▶ [Task brief]
Repeat the records in full. No pictures belong in the copy.

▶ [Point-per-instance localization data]

◇ ◇ ◇ ◇ ◇

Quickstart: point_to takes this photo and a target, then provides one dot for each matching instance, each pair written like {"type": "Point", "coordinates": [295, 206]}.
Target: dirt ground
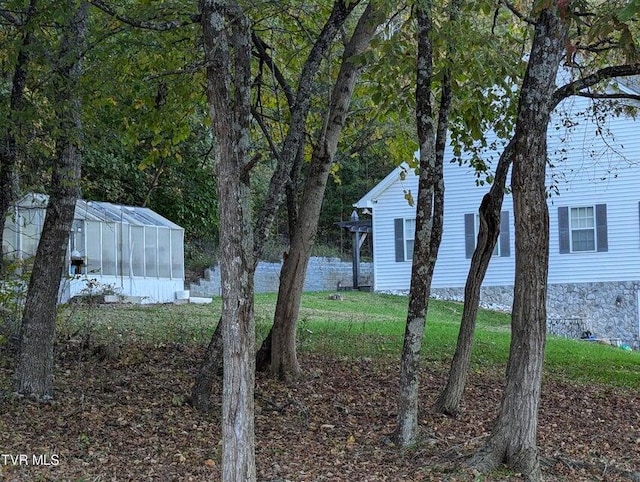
{"type": "Point", "coordinates": [125, 418]}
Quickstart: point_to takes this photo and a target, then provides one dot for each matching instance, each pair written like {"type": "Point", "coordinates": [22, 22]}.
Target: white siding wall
{"type": "Point", "coordinates": [589, 169]}
{"type": "Point", "coordinates": [598, 169]}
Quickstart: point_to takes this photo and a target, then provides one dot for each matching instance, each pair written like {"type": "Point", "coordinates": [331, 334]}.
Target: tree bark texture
{"type": "Point", "coordinates": [448, 401]}
{"type": "Point", "coordinates": [13, 131]}
{"type": "Point", "coordinates": [424, 255]}
{"type": "Point", "coordinates": [299, 112]}
{"type": "Point", "coordinates": [513, 439]}
{"type": "Point", "coordinates": [227, 43]}
{"type": "Point", "coordinates": [34, 370]}
{"type": "Point", "coordinates": [284, 362]}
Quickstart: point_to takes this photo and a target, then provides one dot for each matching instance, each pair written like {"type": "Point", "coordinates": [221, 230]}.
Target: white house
{"type": "Point", "coordinates": [126, 250]}
{"type": "Point", "coordinates": [594, 208]}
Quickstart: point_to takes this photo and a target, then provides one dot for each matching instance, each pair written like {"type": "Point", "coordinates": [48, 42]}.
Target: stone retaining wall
{"type": "Point", "coordinates": [323, 274]}
{"type": "Point", "coordinates": [607, 310]}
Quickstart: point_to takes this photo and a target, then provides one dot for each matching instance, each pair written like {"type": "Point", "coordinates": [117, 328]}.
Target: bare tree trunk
{"type": "Point", "coordinates": [227, 41]}
{"type": "Point", "coordinates": [513, 439]}
{"type": "Point", "coordinates": [284, 362]}
{"type": "Point", "coordinates": [423, 255]}
{"type": "Point", "coordinates": [448, 401]}
{"type": "Point", "coordinates": [428, 231]}
{"type": "Point", "coordinates": [34, 371]}
{"type": "Point", "coordinates": [291, 147]}
{"type": "Point", "coordinates": [9, 184]}
{"type": "Point", "coordinates": [209, 374]}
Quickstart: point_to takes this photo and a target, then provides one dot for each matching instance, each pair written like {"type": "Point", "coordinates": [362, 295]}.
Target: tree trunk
{"type": "Point", "coordinates": [9, 185]}
{"type": "Point", "coordinates": [284, 362]}
{"type": "Point", "coordinates": [448, 401]}
{"type": "Point", "coordinates": [423, 253]}
{"type": "Point", "coordinates": [34, 371]}
{"type": "Point", "coordinates": [429, 219]}
{"type": "Point", "coordinates": [227, 43]}
{"type": "Point", "coordinates": [513, 439]}
{"type": "Point", "coordinates": [286, 158]}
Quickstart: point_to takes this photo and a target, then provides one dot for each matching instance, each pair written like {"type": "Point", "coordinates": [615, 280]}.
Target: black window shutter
{"type": "Point", "coordinates": [601, 227]}
{"type": "Point", "coordinates": [563, 229]}
{"type": "Point", "coordinates": [505, 248]}
{"type": "Point", "coordinates": [399, 237]}
{"type": "Point", "coordinates": [469, 234]}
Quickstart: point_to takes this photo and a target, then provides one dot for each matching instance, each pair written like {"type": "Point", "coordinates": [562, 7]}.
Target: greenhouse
{"type": "Point", "coordinates": [124, 250]}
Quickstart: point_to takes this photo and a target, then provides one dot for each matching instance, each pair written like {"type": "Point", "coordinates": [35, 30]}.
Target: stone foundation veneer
{"type": "Point", "coordinates": [607, 309]}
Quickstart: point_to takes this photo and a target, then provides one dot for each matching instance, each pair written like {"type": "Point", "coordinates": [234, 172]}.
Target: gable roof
{"type": "Point", "coordinates": [369, 199]}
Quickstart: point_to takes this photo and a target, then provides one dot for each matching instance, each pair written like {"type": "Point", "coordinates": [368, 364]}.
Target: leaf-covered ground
{"type": "Point", "coordinates": [124, 417]}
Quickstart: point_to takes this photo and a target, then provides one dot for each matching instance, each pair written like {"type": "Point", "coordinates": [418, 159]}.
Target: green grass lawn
{"type": "Point", "coordinates": [361, 325]}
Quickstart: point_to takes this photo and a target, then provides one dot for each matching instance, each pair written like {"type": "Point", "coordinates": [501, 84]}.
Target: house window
{"type": "Point", "coordinates": [472, 227]}
{"type": "Point", "coordinates": [583, 229]}
{"type": "Point", "coordinates": [409, 236]}
{"type": "Point", "coordinates": [496, 250]}
{"type": "Point", "coordinates": [404, 238]}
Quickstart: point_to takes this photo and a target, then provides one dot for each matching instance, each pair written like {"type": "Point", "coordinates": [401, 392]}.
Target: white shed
{"type": "Point", "coordinates": [131, 251]}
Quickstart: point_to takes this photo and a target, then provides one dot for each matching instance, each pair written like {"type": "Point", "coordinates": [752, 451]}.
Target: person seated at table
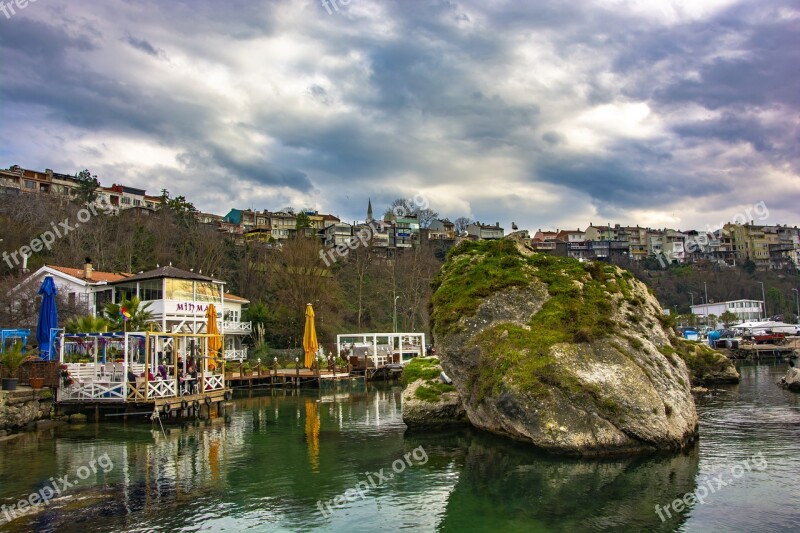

◇ ◇ ◇ ◇ ◇

▶ [Your response]
Quickstart: point_to takes this photo and a target, then provides one dot for each matching instance, each pair written like {"type": "Point", "coordinates": [295, 206]}.
Target: dirt ground
{"type": "Point", "coordinates": [125, 418]}
Quickstart: point_to takes this photo and a target, then provides one dot for each matching instance, each pair written like {"type": "Point", "coordinates": [22, 22]}.
Target: white siding wall
{"type": "Point", "coordinates": [589, 169]}
{"type": "Point", "coordinates": [598, 169]}
Quickstart: point_to takes this photo and a target, then provides one dot for each matching instance, each pair written like {"type": "Point", "coordinates": [331, 334]}.
Target: tree bark texture
{"type": "Point", "coordinates": [448, 401]}
{"type": "Point", "coordinates": [13, 131]}
{"type": "Point", "coordinates": [424, 255]}
{"type": "Point", "coordinates": [299, 112]}
{"type": "Point", "coordinates": [513, 439]}
{"type": "Point", "coordinates": [227, 43]}
{"type": "Point", "coordinates": [34, 370]}
{"type": "Point", "coordinates": [284, 362]}
Quickstart: point_to takes this photo and a target, then provides one dot for each matching instance, each pair written like {"type": "Point", "coordinates": [221, 230]}.
Target: white house
{"type": "Point", "coordinates": [126, 250]}
{"type": "Point", "coordinates": [594, 208]}
Quickstart: point_to takes this photo and a target, then provides one dot for each matching instance, each pair written like {"type": "Point", "coordinates": [48, 42]}.
Target: stone retaining wall
{"type": "Point", "coordinates": [323, 274]}
{"type": "Point", "coordinates": [607, 310]}
Quickstart: point_to takes this photo and a target, then provides one dot for each matching instance, each pair written like {"type": "Point", "coordinates": [117, 328]}.
Target: bare tree trunk
{"type": "Point", "coordinates": [227, 41]}
{"type": "Point", "coordinates": [513, 439]}
{"type": "Point", "coordinates": [284, 362]}
{"type": "Point", "coordinates": [423, 255]}
{"type": "Point", "coordinates": [448, 401]}
{"type": "Point", "coordinates": [428, 231]}
{"type": "Point", "coordinates": [34, 371]}
{"type": "Point", "coordinates": [291, 147]}
{"type": "Point", "coordinates": [9, 184]}
{"type": "Point", "coordinates": [209, 374]}
Quickstart: point_to takes this photo and a target, then provides one dot for each matching instance, each pair written like {"type": "Point", "coordinates": [362, 295]}.
Target: tree trunk
{"type": "Point", "coordinates": [9, 185]}
{"type": "Point", "coordinates": [284, 362]}
{"type": "Point", "coordinates": [448, 401]}
{"type": "Point", "coordinates": [423, 253]}
{"type": "Point", "coordinates": [34, 371]}
{"type": "Point", "coordinates": [429, 219]}
{"type": "Point", "coordinates": [227, 43]}
{"type": "Point", "coordinates": [513, 439]}
{"type": "Point", "coordinates": [286, 158]}
Quickstart: point_to takes this photo and a target, then provides one dot for each matching instance, each pair written like {"type": "Point", "coordinates": [615, 280]}.
Target: black window shutter
{"type": "Point", "coordinates": [601, 227]}
{"type": "Point", "coordinates": [563, 229]}
{"type": "Point", "coordinates": [505, 248]}
{"type": "Point", "coordinates": [399, 237]}
{"type": "Point", "coordinates": [469, 234]}
Quickstart: point_to takes this photo and a target, then provides one dot for each matching instance, each pair written like {"type": "Point", "coordinates": [562, 7]}.
Target: greenhouse
{"type": "Point", "coordinates": [124, 250]}
Quickstart: point_to takes this photo and a target, then provides one dot for each matching instance, each pair written like {"type": "Point", "coordinates": [35, 30]}.
Target: stone foundation veneer
{"type": "Point", "coordinates": [607, 309]}
Quickstart: point_to takes this photo and a target, then provides one dot for each matching instance, each pair written like {"type": "Point", "coordinates": [234, 172]}.
Target: gable roof
{"type": "Point", "coordinates": [369, 199]}
Quickstart: point_to takes this photo and a target, then provides one dot for each matching instance, each pair written like {"type": "Point", "coordinates": [368, 364]}.
Target: leaf-covered ground
{"type": "Point", "coordinates": [124, 417]}
Quickstart: point_to takes this photo and a target, then provides one dot for each matching instance, each pair written like {"type": "Point", "coordinates": [418, 159]}.
Target: green grass lawn
{"type": "Point", "coordinates": [361, 325]}
Quickstart: point_to takes this photo and a target, then provides one dot for each matching instance, each pair written like {"type": "Point", "coordinates": [501, 84]}.
Target: house window
{"type": "Point", "coordinates": [472, 227]}
{"type": "Point", "coordinates": [583, 229]}
{"type": "Point", "coordinates": [409, 236]}
{"type": "Point", "coordinates": [496, 250]}
{"type": "Point", "coordinates": [404, 238]}
Quickstart: point_to takes this photo and a target, then provides one dot for each matching instance, each pair written like {"type": "Point", "coordinates": [401, 392]}.
Target: white shed
{"type": "Point", "coordinates": [131, 251]}
Quickstart: point_to takes this photo and a target, then provides one dot for each matching instance, each pair written like {"type": "Point", "coordinates": [752, 451]}.
Target: person seated at table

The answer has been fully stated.